ASSIGNMENT
Among the entries, find the lines with the string "this" and copy them.

DATASET CONTENT
========================
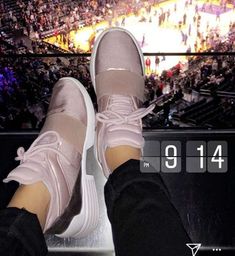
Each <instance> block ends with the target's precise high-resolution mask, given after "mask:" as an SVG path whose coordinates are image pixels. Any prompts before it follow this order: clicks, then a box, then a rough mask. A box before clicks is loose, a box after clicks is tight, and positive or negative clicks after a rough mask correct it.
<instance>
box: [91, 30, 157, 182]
mask: <svg viewBox="0 0 235 256" xmlns="http://www.w3.org/2000/svg"><path fill="white" fill-rule="evenodd" d="M90 71H91V79H92V83H93V86H94V88H95V90H96V94H97V101H98V114H97V140H96V144H97V145H96V151H97V153H96V155H97V159H98V162H99V163H100V165H101V167H102V169H103V171H104V174H105V176H106V177H108V176H109V174H110V167H109V166H108V164H107V161H106V154H105V152H106V150H107V149H110V148H114V147H119V146H129V147H133V148H137V149H142V148H143V145H144V139H143V136H142V120H141V118H143V117H144V116H145V115H147V114H148V113H150V112H151V111H152V110H153V108H154V106H150V107H149V108H148V109H144V108H141V107H142V103H143V102H144V87H145V83H144V58H143V54H142V52H141V49H140V46H139V44H138V42H137V41H136V39H135V38H134V36H133V35H132V34H131V33H129V32H128V31H126V30H124V29H121V28H111V29H108V30H106V31H104V32H103V33H102V34H101V35H100V36H99V38H98V39H97V40H96V42H95V45H94V48H93V53H92V57H91V66H90Z"/></svg>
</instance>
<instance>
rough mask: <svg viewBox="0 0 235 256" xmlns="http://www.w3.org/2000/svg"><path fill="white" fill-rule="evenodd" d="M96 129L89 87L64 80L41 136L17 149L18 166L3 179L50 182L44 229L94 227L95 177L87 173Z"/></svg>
mask: <svg viewBox="0 0 235 256" xmlns="http://www.w3.org/2000/svg"><path fill="white" fill-rule="evenodd" d="M94 133H95V114H94V108H93V105H92V102H91V100H90V97H89V95H88V93H87V91H86V89H85V88H84V87H83V86H82V84H81V83H80V82H79V81H77V80H76V79H73V78H68V77H67V78H62V79H60V80H59V82H58V83H57V84H56V85H55V86H54V89H53V94H52V98H51V102H50V106H49V110H48V114H47V118H46V121H45V124H44V126H43V128H42V130H41V132H40V135H39V137H38V138H37V139H36V140H35V141H34V142H33V144H32V145H31V146H30V148H29V149H28V150H27V151H26V152H25V151H24V149H23V148H19V149H18V151H17V154H18V157H17V158H16V159H17V160H20V165H19V166H18V167H17V168H15V169H14V170H13V171H12V172H10V174H9V175H8V177H7V178H6V179H5V182H9V181H11V180H15V181H18V182H19V183H20V184H25V185H29V184H34V183H37V182H43V183H44V185H45V186H46V187H47V189H48V191H49V193H50V199H51V200H50V205H49V210H48V214H47V219H46V223H45V227H44V232H46V231H48V232H50V233H55V234H59V236H61V237H69V236H73V237H83V236H85V235H87V234H88V233H89V232H90V231H91V230H92V229H94V228H95V226H96V224H97V221H98V201H97V194H96V189H95V183H94V179H93V177H92V176H90V175H87V174H86V154H87V150H88V149H89V148H90V147H91V146H93V144H94ZM88 198H89V200H92V202H90V201H89V202H88Z"/></svg>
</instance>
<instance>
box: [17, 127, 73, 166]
mask: <svg viewBox="0 0 235 256" xmlns="http://www.w3.org/2000/svg"><path fill="white" fill-rule="evenodd" d="M48 135H49V136H50V135H52V136H54V137H55V141H53V142H50V143H47V144H42V145H37V143H38V142H39V141H40V140H42V139H43V138H45V137H47V136H48ZM60 145H61V140H60V136H59V134H58V133H57V132H54V131H48V132H45V133H43V134H41V135H40V136H39V137H38V138H37V139H36V140H35V141H34V142H33V143H32V145H31V146H30V147H29V149H28V150H27V151H25V149H24V148H23V147H20V148H18V150H17V157H16V158H15V160H16V161H20V162H21V163H23V162H25V161H26V160H28V159H30V158H32V157H33V156H34V155H37V154H39V153H40V152H44V151H48V150H49V151H51V152H54V153H56V154H58V155H59V156H61V157H62V158H63V159H64V160H65V161H66V162H67V163H68V164H70V161H69V159H68V158H67V157H66V156H65V155H64V154H63V153H62V152H61V151H59V150H58V149H57V148H58V146H60Z"/></svg>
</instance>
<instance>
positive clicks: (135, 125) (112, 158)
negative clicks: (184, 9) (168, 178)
mask: <svg viewBox="0 0 235 256" xmlns="http://www.w3.org/2000/svg"><path fill="white" fill-rule="evenodd" d="M93 51H94V52H93V55H92V61H91V76H92V80H93V81H92V82H93V85H94V87H95V88H96V91H97V99H98V110H99V113H98V114H97V121H98V124H97V125H98V126H97V145H96V147H97V151H98V154H97V157H98V161H99V162H100V164H101V166H102V168H103V171H104V174H105V175H106V177H108V181H107V183H106V185H105V201H106V205H107V211H108V217H109V220H110V222H111V225H112V231H113V241H114V246H115V252H116V255H119V256H125V255H128V256H132V255H133V256H142V255H148V256H149V255H153V256H156V255H157V256H166V255H167V256H175V255H182V256H185V255H190V254H191V252H190V250H189V249H188V248H187V246H186V243H189V242H190V238H189V237H188V235H187V233H186V232H185V230H184V228H183V225H182V222H181V220H180V217H179V215H178V213H177V211H176V209H175V208H174V207H173V205H172V204H171V202H170V200H169V197H168V192H167V189H166V187H165V185H164V183H163V181H162V179H161V177H160V175H158V174H156V172H155V173H141V172H140V161H139V159H140V156H141V149H142V147H143V143H144V141H143V137H142V124H141V117H143V116H144V115H146V114H148V113H149V112H150V111H151V110H152V109H153V108H154V106H150V107H149V108H148V109H141V108H140V106H141V102H143V94H144V79H143V75H144V71H143V70H144V65H143V63H144V62H143V56H142V55H141V51H140V49H139V46H138V43H137V42H136V41H135V40H134V39H133V38H132V37H131V36H130V34H128V33H127V32H125V31H123V30H120V29H111V30H109V31H107V32H104V33H103V34H102V35H101V36H100V38H99V39H98V40H97V43H96V44H95V47H94V50H93ZM134 159H135V160H134Z"/></svg>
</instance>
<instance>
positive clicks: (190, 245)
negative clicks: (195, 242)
mask: <svg viewBox="0 0 235 256" xmlns="http://www.w3.org/2000/svg"><path fill="white" fill-rule="evenodd" d="M186 245H187V246H188V248H189V249H190V250H191V252H192V256H196V254H197V252H198V251H199V249H200V248H201V246H202V244H186Z"/></svg>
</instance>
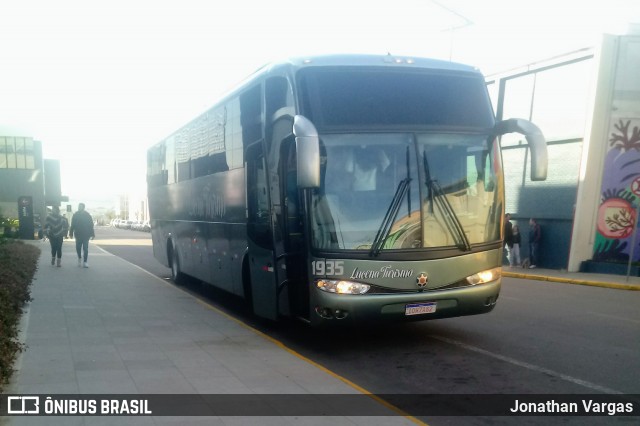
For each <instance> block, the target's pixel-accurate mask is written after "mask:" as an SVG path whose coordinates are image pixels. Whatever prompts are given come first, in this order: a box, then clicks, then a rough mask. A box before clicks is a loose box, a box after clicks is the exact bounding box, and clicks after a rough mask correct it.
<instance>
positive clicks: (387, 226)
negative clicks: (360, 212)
mask: <svg viewBox="0 0 640 426" xmlns="http://www.w3.org/2000/svg"><path fill="white" fill-rule="evenodd" d="M410 183H411V178H409V177H406V178H404V179H402V180H401V181H400V183H399V184H398V188H397V189H396V193H395V194H394V195H393V199H392V200H391V204H389V208H388V209H387V213H385V215H384V219H382V224H381V225H380V228H379V229H378V232H377V233H376V237H375V238H374V240H373V244H371V250H370V251H369V256H371V257H373V256H377V255H378V254H380V251H381V250H382V247H384V243H385V242H386V241H387V238H388V237H389V233H390V232H391V227H392V226H393V224H394V222H395V221H396V217H397V216H398V212H399V211H400V204H402V200H403V199H404V197H405V195H406V193H407V192H408V191H409V184H410Z"/></svg>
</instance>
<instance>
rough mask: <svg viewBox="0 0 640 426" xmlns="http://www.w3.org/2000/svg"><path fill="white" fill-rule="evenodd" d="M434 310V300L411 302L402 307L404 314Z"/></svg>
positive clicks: (434, 309) (429, 313)
mask: <svg viewBox="0 0 640 426" xmlns="http://www.w3.org/2000/svg"><path fill="white" fill-rule="evenodd" d="M435 311H436V302H428V303H411V304H409V305H407V306H405V307H404V314H405V315H421V314H432V313H434V312H435Z"/></svg>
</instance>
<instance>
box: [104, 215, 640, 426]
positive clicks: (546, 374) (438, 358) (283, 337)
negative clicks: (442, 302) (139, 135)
mask: <svg viewBox="0 0 640 426" xmlns="http://www.w3.org/2000/svg"><path fill="white" fill-rule="evenodd" d="M97 234H98V241H97V242H98V243H100V244H101V246H102V247H103V248H104V249H106V250H108V251H110V252H112V253H114V254H116V255H118V256H120V257H123V258H125V259H127V260H128V261H130V262H132V263H135V264H137V265H139V266H140V267H142V268H144V269H147V270H149V271H150V272H152V273H154V274H156V275H158V276H161V277H168V276H169V270H168V269H167V268H164V267H162V266H161V265H159V264H158V263H157V262H156V261H155V260H154V259H153V255H152V251H151V246H150V244H149V234H143V233H138V232H133V231H125V230H118V229H105V228H101V229H99V231H98V232H97ZM105 239H106V240H110V242H107V243H104V242H101V241H104V240H105ZM188 288H191V289H192V290H193V291H194V292H196V293H199V294H201V296H200V297H205V298H207V300H208V302H209V303H212V304H215V305H216V306H218V307H220V308H221V309H224V310H226V311H228V312H230V313H231V314H232V315H234V316H237V317H240V318H241V319H243V321H246V322H248V323H250V324H251V325H253V326H254V327H256V328H259V329H260V330H261V331H263V332H265V333H267V334H269V335H271V336H272V337H274V338H275V339H278V340H280V341H282V342H283V343H284V344H285V345H287V346H288V347H290V348H292V349H293V350H295V351H297V352H299V353H301V354H302V355H304V356H306V357H308V358H310V359H312V360H313V361H315V362H317V363H319V364H321V365H323V366H324V367H326V368H328V369H329V370H331V371H333V372H335V373H337V374H339V375H341V376H343V377H345V378H347V379H349V380H351V381H352V382H354V383H356V384H358V385H359V386H362V387H363V388H365V389H367V390H369V391H371V392H374V393H447V394H449V393H450V394H479V393H509V394H520V393H522V394H565V393H572V394H583V393H627V394H638V393H640V367H639V366H640V309H638V307H639V306H640V292H632V291H623V290H612V289H605V288H597V287H584V286H575V285H567V284H559V283H547V282H540V281H528V280H523V279H513V278H505V279H504V280H503V290H502V294H501V299H500V302H499V303H498V306H497V307H496V309H495V310H494V311H493V312H492V313H490V314H488V315H481V316H475V317H463V318H453V319H446V320H435V321H425V322H420V323H412V324H400V325H391V326H385V327H376V328H375V329H369V330H353V329H349V330H341V331H335V330H334V331H331V332H327V331H314V330H310V329H309V328H308V327H306V326H304V325H302V324H298V323H293V322H292V323H284V324H277V325H275V324H271V323H264V322H261V321H259V320H257V319H256V318H254V317H252V316H251V315H249V314H248V313H247V312H246V310H245V309H244V306H243V304H242V303H241V302H240V301H238V300H237V299H236V298H234V297H227V296H226V295H225V294H224V293H220V292H215V291H210V290H208V291H205V292H199V285H198V284H195V283H194V284H192V285H190V286H188ZM425 420H426V421H427V422H428V423H429V424H432V425H436V424H456V422H455V420H453V419H446V418H437V419H425ZM510 420H511V421H513V420H514V419H510ZM510 420H509V419H498V420H496V419H492V421H491V422H488V423H491V424H501V423H500V422H501V421H504V422H505V423H504V424H513V423H507V422H508V421H510ZM523 420H526V419H525V418H520V419H519V421H518V423H517V424H539V423H535V422H539V421H540V420H541V419H539V418H538V419H537V420H532V419H529V420H528V421H531V422H533V423H527V421H523ZM571 420H572V421H570V422H569V424H603V423H601V422H602V421H603V420H604V419H602V418H600V419H591V420H590V421H593V423H589V422H585V420H586V419H585V418H577V419H576V418H574V419H571ZM578 420H579V421H578ZM607 420H610V419H607ZM617 420H620V421H622V422H623V424H624V423H625V422H624V419H617ZM574 421H575V423H574ZM565 423H566V422H565ZM469 424H484V421H483V419H475V420H474V422H473V423H469ZM542 424H544V423H542Z"/></svg>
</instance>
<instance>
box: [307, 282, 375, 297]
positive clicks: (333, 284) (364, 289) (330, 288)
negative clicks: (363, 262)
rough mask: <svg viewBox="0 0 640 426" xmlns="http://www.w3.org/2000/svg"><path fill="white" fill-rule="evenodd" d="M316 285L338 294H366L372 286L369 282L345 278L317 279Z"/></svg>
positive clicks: (316, 285)
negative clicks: (325, 279)
mask: <svg viewBox="0 0 640 426" xmlns="http://www.w3.org/2000/svg"><path fill="white" fill-rule="evenodd" d="M316 286H317V287H318V288H319V289H320V290H322V291H326V292H329V293H338V294H364V293H366V292H367V291H369V289H370V288H371V286H370V285H369V284H362V283H357V282H354V281H344V280H317V281H316Z"/></svg>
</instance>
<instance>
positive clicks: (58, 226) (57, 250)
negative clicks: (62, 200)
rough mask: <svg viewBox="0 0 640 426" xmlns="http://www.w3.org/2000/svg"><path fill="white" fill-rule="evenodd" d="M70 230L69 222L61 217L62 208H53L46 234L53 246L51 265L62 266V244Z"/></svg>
mask: <svg viewBox="0 0 640 426" xmlns="http://www.w3.org/2000/svg"><path fill="white" fill-rule="evenodd" d="M68 228H69V224H68V222H67V220H66V219H65V218H64V217H62V216H61V215H60V208H59V207H58V206H53V207H52V208H51V214H50V215H49V216H47V219H46V223H45V227H44V230H45V233H46V235H47V236H48V238H49V243H50V244H51V265H52V266H53V265H56V264H57V266H58V267H60V266H62V242H63V241H64V237H65V235H67V230H68Z"/></svg>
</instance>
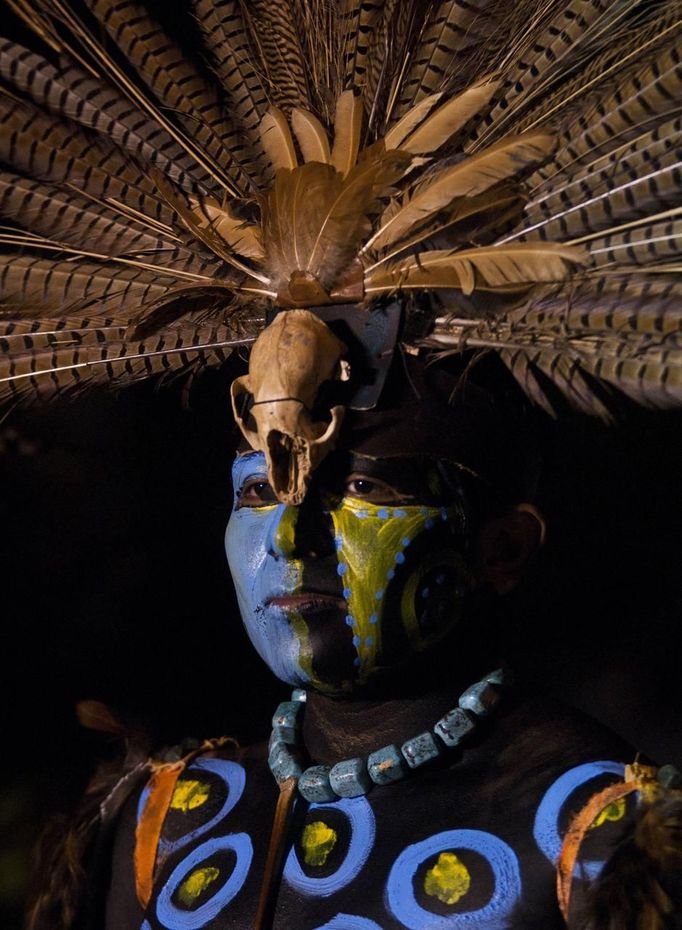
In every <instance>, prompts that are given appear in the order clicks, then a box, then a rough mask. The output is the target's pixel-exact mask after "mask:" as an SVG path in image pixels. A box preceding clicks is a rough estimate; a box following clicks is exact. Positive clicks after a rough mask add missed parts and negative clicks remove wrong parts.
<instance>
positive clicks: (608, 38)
mask: <svg viewBox="0 0 682 930" xmlns="http://www.w3.org/2000/svg"><path fill="white" fill-rule="evenodd" d="M6 3H7V5H8V6H9V7H10V8H11V10H12V11H13V12H14V13H15V14H16V16H17V17H18V18H19V19H20V20H23V25H24V27H25V26H28V27H30V30H32V33H33V36H34V40H31V41H30V42H29V43H28V45H30V46H31V47H30V48H28V47H24V46H23V45H20V44H18V43H17V42H16V41H12V40H9V39H7V40H3V41H2V42H1V43H0V80H1V82H2V85H1V87H0V123H1V125H2V133H1V138H2V141H1V142H0V146H1V147H2V153H1V159H2V162H3V165H4V167H3V170H2V174H1V176H0V212H1V213H2V215H3V217H4V223H5V225H4V226H3V228H2V230H1V231H0V245H2V250H3V253H4V254H3V261H2V270H1V271H0V285H1V288H2V291H1V296H0V301H1V303H0V349H1V351H2V357H1V358H0V392H1V393H2V394H4V395H7V396H10V395H11V396H15V397H30V396H33V395H36V394H50V393H61V392H64V391H69V390H73V389H75V388H82V387H84V386H87V385H88V384H92V383H96V382H109V383H114V384H117V383H121V382H125V381H130V380H134V379H137V378H142V377H146V376H148V375H153V374H156V373H163V372H173V371H182V370H187V371H193V370H196V369H198V368H201V367H202V366H205V365H210V364H218V363H220V362H221V361H222V360H223V359H224V358H225V357H226V355H227V354H228V353H229V352H230V351H231V349H232V348H233V347H234V346H237V345H246V344H250V343H252V342H253V341H254V340H255V339H256V337H257V336H258V334H259V332H260V331H261V330H262V329H263V327H264V320H265V315H266V313H267V312H268V311H269V310H270V309H271V308H272V307H278V308H298V309H300V308H306V307H314V308H317V307H320V306H325V305H329V304H335V303H336V304H339V305H342V304H343V305H345V304H349V303H352V304H355V305H358V306H361V307H364V308H366V309H367V310H368V311H369V312H372V310H373V308H376V307H379V306H381V305H382V304H383V303H385V302H386V301H387V300H388V299H393V298H395V296H396V295H397V296H398V297H400V296H401V295H408V294H410V293H414V292H415V291H419V292H432V293H433V294H434V299H433V301H432V304H431V305H432V312H431V317H432V318H431V324H430V331H429V332H428V333H427V334H426V336H427V340H428V342H429V344H430V345H432V346H434V347H436V348H438V347H441V348H442V347H445V348H452V347H456V348H458V349H465V348H469V347H475V348H487V349H492V350H495V351H497V352H498V353H499V354H500V356H501V358H502V359H503V361H504V362H505V363H506V365H507V366H508V367H509V368H510V370H511V371H512V373H513V374H514V376H515V378H516V379H517V380H518V381H519V382H520V384H521V385H522V386H523V388H524V389H525V391H526V392H527V393H528V394H529V395H530V397H531V398H532V399H533V400H534V401H536V402H537V403H538V404H540V405H541V406H542V407H544V408H545V409H547V410H549V411H550V412H554V410H555V406H556V397H557V396H558V395H560V394H563V395H565V396H566V397H567V398H568V399H569V401H570V402H571V403H573V405H574V406H576V407H578V408H579V409H580V410H583V411H586V412H589V413H593V414H597V415H601V416H608V415H609V410H610V399H611V397H612V396H613V395H614V394H616V395H617V394H618V392H623V393H624V394H626V395H627V396H629V397H630V398H633V399H634V400H636V401H638V402H640V403H642V404H646V405H651V406H668V405H672V404H677V403H679V402H680V400H681V399H682V347H681V343H680V321H681V318H682V310H681V306H682V305H681V301H680V298H681V296H682V279H681V278H680V274H679V272H680V270H682V264H680V242H681V241H682V212H681V211H682V205H681V201H682V195H681V193H680V166H681V164H682V162H681V157H680V153H681V151H682V145H681V134H680V127H681V125H682V92H681V91H682V74H681V66H680V47H679V45H680V33H681V29H680V24H681V19H680V10H679V3H678V2H677V0H668V2H666V0H662V2H654V3H641V4H637V3H635V4H633V3H624V2H620V0H523V2H521V3H519V2H495V3H491V2H488V0H475V2H474V3H471V2H467V3H463V2H460V0H403V2H400V3H396V2H394V0H369V2H366V0H363V2H362V3H361V2H359V0H335V2H329V3H321V2H319V0H296V2H294V0H268V2H265V0H250V2H248V3H246V2H243V0H187V2H186V4H185V5H184V9H182V10H181V11H180V13H179V14H178V15H179V19H178V21H177V22H174V23H167V24H166V28H164V27H163V26H162V25H161V24H160V23H159V22H157V21H156V20H155V18H154V16H153V15H152V13H151V12H150V10H149V9H148V8H147V7H146V6H145V5H144V3H143V0H116V2H113V0H82V2H78V3H75V2H70V0H35V2H32V3H31V4H29V3H27V2H26V0H6ZM176 12H177V11H176ZM168 27H171V33H173V34H172V35H169V34H167V28H168ZM173 27H174V28H173ZM179 36H182V39H180V38H178V37H179ZM405 303H406V305H407V304H408V303H409V302H407V301H406V302H405ZM406 312H408V313H409V306H408V307H407V311H406ZM557 389H558V390H557Z"/></svg>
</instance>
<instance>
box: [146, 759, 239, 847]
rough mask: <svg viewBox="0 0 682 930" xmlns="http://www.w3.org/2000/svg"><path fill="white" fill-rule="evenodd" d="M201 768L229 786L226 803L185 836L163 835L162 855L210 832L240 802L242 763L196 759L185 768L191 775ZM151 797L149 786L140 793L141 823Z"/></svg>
========================
EXERCISE ANSWER
Each <instance> block ends with the target's precise high-resolution mask, given after "mask:" as an SVG path whose coordinates are image pixels. Any prompts before it follow this order: clicks, then a box, then a rough mask. A box before clicks is loose, a box after clicks is tight, and positive or negative clicks after a rough mask correct it.
For each <instance> block, the target's pixel-accurate mask is written after "mask:" as an SVG path whose coordinates are image pixels. Whatever prompts are given come first, in this order: a box, then clicks, then a rough mask. A box before clicks is a loose box, a box after clicks is the exact bounding box, and clicks after a rough mask correct it.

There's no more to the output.